── Text segment ──

Question

One card is draw from a well - shuffled deck of 52 cards. Find the probability of getting either a black card or a king.
​

Answer 1

Total number of cards = 52

so,

$\boxed{RED\:CARD=26}\\ \\ \boxed{BLACK\:CARD=26}\\ \\ \boxed{KINGS=4[BLACK\:2 +RED\:2]}$

Now,

Probability of not getting a black card or a king:-

Number of black cards=26

Number of kings=4-2=2 [as black kings are already included in the black cards]

Total favourable cards = 52-[26+2] =52- 28=24

now,

$\boxed{P[E]=\frac{favourable\:outcomes}{total\:outcomes}}$

so,

$P[not\:getting\:black\:card\:or\:king]= \dfrac{24}{52}=\dfrac{6}{13}$

now we know that

$\boxed{0\leq P\leq 1}$

so,

Probability of getting either a black card or a king is as follows:-

$1-\dfrac{6}{13}= \dfrac{13-6}{13}=\dfrac{7}{13}$

Answer 2

Answer:- 7/13

Step by Step Solution:-

We know  that,

There  are 26  red card  and  26 black cards in a deck of  52 card

Now, There  are  2 cards of  black king  and 2 cards  of  black king.

Calculating favourable cases:-

Number of  black cards = 26

Number  of kings =  4

This  '4' includes 2  red kings  and  2  black kings but  if  we  talk about total number of  black card (26) , it already includes 2 kings

So,

Favourable number of  kings  will be 2 as  we  have  already counted 2 black king while  counting total number of  black card.

Hence,

Total number  of  favourable  cases:- 26 + 2 = 28

Therefore,

Probability of getting either a black card or a king,

= Favourable cases/Total cases

= 28/52

= 14/26

= 7/13

───

Problems to work on:
1. Repeat word for word the part of the card probability thread running from "Step by Step" down to "cards  of  black king.".
2. Answer these from the card probability thread:
(a) How many cards does the shuffled deck in the question have?
(b) According to the first answer, how many red cards does the deck contain?
(c) What probability does the second answer state at its start?

── Data supplied ──

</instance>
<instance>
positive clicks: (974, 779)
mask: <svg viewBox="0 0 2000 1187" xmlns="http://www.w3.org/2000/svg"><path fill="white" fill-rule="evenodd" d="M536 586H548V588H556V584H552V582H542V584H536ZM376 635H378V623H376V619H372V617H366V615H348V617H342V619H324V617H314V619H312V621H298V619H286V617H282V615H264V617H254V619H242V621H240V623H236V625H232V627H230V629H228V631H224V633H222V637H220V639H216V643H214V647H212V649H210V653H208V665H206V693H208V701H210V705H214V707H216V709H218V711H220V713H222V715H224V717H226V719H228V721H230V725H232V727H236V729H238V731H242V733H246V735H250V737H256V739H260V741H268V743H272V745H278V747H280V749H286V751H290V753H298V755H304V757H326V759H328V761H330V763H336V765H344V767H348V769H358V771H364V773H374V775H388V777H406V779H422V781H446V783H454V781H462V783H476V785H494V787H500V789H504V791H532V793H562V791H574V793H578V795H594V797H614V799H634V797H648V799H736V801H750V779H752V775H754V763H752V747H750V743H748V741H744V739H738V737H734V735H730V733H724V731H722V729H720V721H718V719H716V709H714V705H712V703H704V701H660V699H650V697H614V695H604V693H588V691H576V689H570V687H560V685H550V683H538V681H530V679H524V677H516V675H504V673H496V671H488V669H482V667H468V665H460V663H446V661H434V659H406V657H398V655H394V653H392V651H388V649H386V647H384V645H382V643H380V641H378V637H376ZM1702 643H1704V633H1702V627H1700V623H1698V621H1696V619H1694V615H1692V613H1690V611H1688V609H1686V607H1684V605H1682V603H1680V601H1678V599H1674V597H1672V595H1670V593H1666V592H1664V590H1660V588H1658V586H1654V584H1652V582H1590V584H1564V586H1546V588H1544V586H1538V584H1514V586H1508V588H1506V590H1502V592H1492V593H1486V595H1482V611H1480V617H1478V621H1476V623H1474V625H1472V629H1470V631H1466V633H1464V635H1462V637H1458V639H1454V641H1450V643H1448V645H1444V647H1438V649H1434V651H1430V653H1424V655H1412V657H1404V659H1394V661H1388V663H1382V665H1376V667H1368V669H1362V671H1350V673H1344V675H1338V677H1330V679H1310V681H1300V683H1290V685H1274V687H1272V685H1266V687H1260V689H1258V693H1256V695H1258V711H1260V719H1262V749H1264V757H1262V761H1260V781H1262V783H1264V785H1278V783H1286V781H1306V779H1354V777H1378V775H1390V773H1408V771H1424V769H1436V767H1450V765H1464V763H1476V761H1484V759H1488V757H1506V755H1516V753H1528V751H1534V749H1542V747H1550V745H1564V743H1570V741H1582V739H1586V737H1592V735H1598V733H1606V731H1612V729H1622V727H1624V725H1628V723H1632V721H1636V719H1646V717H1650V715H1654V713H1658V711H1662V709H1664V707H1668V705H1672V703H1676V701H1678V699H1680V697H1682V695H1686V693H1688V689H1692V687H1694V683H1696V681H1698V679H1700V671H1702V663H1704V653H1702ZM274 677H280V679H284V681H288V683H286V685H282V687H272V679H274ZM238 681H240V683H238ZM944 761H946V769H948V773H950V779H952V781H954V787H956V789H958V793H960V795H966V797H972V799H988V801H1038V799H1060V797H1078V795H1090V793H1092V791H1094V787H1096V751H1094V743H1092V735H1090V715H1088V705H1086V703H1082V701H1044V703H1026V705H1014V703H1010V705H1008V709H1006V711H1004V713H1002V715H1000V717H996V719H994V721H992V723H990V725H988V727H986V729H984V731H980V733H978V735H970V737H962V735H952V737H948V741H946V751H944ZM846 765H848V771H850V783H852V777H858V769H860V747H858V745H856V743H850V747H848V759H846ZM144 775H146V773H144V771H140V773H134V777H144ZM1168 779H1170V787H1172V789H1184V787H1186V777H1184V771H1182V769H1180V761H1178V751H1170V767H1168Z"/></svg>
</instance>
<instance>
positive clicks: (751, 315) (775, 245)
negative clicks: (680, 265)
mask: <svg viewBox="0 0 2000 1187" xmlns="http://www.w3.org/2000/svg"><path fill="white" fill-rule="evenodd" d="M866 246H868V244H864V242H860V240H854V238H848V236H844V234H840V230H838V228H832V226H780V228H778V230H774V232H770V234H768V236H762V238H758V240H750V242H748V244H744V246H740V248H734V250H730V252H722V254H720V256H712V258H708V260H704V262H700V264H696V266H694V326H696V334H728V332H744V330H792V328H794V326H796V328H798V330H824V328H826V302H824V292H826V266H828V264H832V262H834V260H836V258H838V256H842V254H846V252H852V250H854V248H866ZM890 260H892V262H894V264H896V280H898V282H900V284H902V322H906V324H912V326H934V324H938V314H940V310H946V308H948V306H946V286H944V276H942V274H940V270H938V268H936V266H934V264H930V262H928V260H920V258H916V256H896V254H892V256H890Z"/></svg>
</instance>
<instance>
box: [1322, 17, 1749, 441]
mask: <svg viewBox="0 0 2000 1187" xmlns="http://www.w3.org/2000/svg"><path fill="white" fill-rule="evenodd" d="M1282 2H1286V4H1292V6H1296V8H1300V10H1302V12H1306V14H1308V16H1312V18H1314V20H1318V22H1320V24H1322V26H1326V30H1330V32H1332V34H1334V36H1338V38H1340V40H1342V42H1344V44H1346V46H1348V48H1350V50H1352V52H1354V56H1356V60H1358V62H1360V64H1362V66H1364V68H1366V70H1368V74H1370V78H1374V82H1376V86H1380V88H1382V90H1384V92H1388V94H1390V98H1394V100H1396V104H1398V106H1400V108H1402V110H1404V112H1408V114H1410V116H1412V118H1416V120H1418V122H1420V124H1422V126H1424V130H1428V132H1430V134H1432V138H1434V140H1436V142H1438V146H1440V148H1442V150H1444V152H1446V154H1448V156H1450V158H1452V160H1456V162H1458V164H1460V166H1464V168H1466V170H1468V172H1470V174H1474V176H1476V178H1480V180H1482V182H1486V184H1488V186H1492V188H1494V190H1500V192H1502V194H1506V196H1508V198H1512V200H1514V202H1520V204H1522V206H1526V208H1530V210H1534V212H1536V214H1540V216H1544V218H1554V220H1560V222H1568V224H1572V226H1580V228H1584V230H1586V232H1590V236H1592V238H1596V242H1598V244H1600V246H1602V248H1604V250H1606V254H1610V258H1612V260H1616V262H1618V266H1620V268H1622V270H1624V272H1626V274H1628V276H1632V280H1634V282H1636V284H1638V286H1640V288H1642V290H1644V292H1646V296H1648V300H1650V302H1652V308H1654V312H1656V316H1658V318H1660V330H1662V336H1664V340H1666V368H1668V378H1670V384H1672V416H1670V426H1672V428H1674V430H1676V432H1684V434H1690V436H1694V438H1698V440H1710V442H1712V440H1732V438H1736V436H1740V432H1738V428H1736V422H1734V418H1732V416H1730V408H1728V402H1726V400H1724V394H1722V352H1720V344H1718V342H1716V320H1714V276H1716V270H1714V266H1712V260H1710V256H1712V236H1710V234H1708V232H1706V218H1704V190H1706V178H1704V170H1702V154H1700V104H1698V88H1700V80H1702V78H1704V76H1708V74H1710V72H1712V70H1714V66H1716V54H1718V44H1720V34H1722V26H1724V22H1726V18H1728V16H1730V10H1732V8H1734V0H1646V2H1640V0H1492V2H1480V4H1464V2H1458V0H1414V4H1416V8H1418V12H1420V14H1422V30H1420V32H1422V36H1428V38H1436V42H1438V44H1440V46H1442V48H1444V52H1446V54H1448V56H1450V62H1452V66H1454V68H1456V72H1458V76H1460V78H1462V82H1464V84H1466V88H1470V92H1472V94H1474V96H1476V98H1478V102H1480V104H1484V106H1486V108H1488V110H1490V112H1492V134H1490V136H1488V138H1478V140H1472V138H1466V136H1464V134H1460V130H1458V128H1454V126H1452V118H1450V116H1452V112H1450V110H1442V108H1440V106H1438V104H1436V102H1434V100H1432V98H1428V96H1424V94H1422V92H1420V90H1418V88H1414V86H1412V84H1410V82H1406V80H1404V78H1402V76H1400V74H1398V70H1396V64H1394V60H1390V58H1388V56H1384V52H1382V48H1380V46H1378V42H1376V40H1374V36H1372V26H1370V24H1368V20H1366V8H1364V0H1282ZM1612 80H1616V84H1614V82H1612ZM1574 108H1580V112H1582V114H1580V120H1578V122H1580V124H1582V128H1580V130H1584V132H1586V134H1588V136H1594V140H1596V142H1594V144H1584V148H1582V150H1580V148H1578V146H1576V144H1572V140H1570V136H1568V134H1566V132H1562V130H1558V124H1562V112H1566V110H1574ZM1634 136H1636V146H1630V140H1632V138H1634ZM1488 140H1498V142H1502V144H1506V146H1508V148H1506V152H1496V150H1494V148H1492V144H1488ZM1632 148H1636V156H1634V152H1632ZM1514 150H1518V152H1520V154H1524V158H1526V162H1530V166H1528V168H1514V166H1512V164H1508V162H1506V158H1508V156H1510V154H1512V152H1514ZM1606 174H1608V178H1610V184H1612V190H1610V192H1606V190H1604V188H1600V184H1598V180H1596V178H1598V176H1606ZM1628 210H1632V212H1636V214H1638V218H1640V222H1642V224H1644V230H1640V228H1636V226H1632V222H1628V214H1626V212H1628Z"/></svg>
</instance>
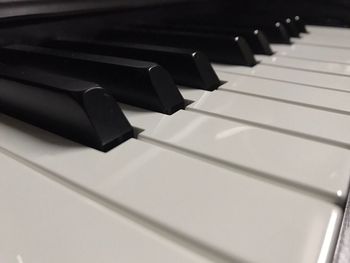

───

Answers for the exercise:
1.
Step by Step Solution:-

We know  that,

There  are 26  red card  and  26 black cards in a deck of  52 card

Now, There  are  2 cards of  black king  and 2 cards  of  black king.

2.
(a) 52
(b) 26
(c) 7/13